▶ _Brief_: Copy out every line of the data that has the word "largest" somewhere in it.

[Extracted data]

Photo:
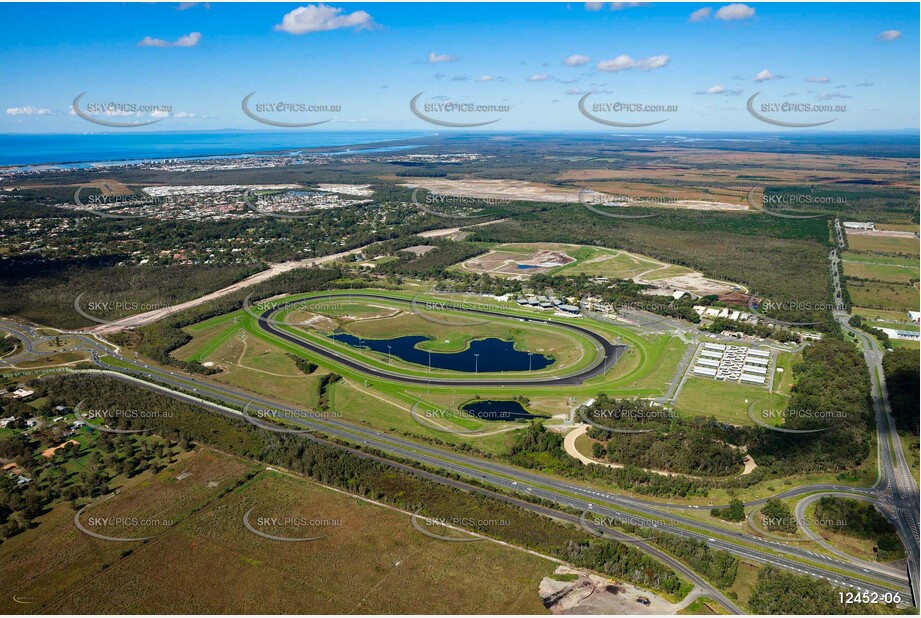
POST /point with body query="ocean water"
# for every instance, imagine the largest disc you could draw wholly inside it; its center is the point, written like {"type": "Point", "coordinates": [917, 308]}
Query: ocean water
{"type": "Point", "coordinates": [79, 150]}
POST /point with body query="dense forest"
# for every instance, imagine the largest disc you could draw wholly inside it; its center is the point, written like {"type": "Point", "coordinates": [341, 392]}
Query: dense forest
{"type": "Point", "coordinates": [667, 442]}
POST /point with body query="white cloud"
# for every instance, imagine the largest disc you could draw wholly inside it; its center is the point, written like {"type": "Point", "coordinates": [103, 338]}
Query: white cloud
{"type": "Point", "coordinates": [322, 18]}
{"type": "Point", "coordinates": [187, 40]}
{"type": "Point", "coordinates": [735, 12]}
{"type": "Point", "coordinates": [28, 110]}
{"type": "Point", "coordinates": [439, 58]}
{"type": "Point", "coordinates": [700, 15]}
{"type": "Point", "coordinates": [624, 62]}
{"type": "Point", "coordinates": [577, 60]}
{"type": "Point", "coordinates": [766, 75]}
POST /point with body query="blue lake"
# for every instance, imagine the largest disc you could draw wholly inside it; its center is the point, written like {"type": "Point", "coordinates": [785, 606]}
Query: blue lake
{"type": "Point", "coordinates": [482, 356]}
{"type": "Point", "coordinates": [498, 410]}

[/Extracted data]

▶ _Output of the task_:
# for every instance, imagine the largest disc you could draw wholly inside it; its center is the point, written like {"type": "Point", "coordinates": [917, 308]}
# for every instance, imagine the largest disc you could draw wholly inside it; its center is the point, written like {"type": "Point", "coordinates": [341, 392]}
# for every instance, imagine the largest disc you could draw wholly inside it; its center is the point, written like {"type": "Point", "coordinates": [103, 338]}
# for every instance, imagine the largest disc you could draw wholly inside it; its center is the point, written like {"type": "Point", "coordinates": [785, 606]}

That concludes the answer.